▶ _What is required_: Print the lines from the one holding "Is there any stainless" through the one holding "xmin=59 ymin=56 xmax=320 ymax=178", inclusive, and nothing else, keeping them exactly as they appear.
***
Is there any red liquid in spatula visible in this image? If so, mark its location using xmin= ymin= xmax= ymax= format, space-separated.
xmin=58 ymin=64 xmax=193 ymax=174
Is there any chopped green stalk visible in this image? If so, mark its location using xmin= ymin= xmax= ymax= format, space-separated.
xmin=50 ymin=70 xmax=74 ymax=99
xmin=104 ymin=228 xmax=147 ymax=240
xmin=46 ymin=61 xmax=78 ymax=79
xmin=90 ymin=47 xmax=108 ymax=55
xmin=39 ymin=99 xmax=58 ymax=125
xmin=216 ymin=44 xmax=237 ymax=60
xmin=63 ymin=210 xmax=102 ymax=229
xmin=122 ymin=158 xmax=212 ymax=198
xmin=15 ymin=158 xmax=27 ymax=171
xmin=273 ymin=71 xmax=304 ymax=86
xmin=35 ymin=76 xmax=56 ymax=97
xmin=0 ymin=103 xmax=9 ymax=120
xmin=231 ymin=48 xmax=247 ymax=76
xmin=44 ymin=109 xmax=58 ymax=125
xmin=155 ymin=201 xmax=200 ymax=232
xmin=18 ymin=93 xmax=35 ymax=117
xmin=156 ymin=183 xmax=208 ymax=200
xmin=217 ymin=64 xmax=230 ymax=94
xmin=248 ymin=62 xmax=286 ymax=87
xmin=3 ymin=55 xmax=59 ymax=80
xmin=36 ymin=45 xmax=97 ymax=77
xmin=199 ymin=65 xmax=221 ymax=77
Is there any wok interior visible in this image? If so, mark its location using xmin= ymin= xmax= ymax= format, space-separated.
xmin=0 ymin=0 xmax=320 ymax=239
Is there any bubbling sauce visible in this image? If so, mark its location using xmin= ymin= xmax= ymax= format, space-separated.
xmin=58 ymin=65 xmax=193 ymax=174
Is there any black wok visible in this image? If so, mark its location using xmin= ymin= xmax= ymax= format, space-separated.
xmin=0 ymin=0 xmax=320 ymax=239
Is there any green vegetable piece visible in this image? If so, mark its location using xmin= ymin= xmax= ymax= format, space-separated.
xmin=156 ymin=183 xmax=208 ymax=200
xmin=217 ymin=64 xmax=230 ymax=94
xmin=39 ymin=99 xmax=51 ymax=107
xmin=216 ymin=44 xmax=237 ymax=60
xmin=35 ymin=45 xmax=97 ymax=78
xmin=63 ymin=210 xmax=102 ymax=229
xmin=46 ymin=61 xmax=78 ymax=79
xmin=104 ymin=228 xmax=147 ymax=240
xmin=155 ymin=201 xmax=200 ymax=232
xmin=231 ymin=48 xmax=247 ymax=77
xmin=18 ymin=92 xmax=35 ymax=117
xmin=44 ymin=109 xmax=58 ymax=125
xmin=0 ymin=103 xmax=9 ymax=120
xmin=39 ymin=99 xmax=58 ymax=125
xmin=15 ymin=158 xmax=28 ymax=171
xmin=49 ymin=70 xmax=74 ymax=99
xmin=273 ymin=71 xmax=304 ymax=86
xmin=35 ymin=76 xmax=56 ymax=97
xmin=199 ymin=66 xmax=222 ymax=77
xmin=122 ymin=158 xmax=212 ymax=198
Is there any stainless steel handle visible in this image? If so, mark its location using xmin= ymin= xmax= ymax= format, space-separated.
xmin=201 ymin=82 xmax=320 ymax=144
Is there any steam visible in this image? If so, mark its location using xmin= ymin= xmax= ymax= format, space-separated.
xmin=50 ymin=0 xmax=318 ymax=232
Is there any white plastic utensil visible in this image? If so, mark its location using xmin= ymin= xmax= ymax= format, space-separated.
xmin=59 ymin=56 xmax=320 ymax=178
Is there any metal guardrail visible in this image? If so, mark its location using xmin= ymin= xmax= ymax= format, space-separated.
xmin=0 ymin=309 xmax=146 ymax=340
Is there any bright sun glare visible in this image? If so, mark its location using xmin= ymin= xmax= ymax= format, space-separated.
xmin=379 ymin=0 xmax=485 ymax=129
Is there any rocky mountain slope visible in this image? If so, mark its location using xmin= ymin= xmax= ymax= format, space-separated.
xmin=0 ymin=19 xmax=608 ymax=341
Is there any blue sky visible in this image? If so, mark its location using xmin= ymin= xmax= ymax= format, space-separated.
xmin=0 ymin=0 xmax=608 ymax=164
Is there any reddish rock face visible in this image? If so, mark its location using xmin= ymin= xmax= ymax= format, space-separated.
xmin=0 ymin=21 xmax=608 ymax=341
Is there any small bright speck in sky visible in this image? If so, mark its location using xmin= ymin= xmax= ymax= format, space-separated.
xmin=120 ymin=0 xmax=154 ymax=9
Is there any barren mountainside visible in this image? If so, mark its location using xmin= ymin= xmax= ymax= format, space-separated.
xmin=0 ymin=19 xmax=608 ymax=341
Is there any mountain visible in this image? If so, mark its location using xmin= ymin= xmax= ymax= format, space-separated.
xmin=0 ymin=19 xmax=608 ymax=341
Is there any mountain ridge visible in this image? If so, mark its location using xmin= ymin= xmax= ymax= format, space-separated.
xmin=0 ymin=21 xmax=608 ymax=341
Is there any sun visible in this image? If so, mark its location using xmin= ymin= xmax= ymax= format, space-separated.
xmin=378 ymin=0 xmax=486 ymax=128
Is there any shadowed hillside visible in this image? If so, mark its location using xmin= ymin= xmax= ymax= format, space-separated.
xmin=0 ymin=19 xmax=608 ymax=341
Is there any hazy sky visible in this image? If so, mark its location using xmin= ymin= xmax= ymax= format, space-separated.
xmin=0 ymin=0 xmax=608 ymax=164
***
▶ _Complete response_:
Is there any stainless steel handle visible in this image? If so, mark its location using xmin= ymin= xmax= ymax= format, space-separated.
xmin=201 ymin=82 xmax=320 ymax=144
Is there any steam visible in this image? If so, mark its location using xmin= ymin= xmax= ymax= format, space-separated.
xmin=50 ymin=0 xmax=318 ymax=232
Is there any white plastic utensil visible in this image? If so, mark its location using xmin= ymin= xmax= ymax= format, space-separated.
xmin=59 ymin=56 xmax=320 ymax=178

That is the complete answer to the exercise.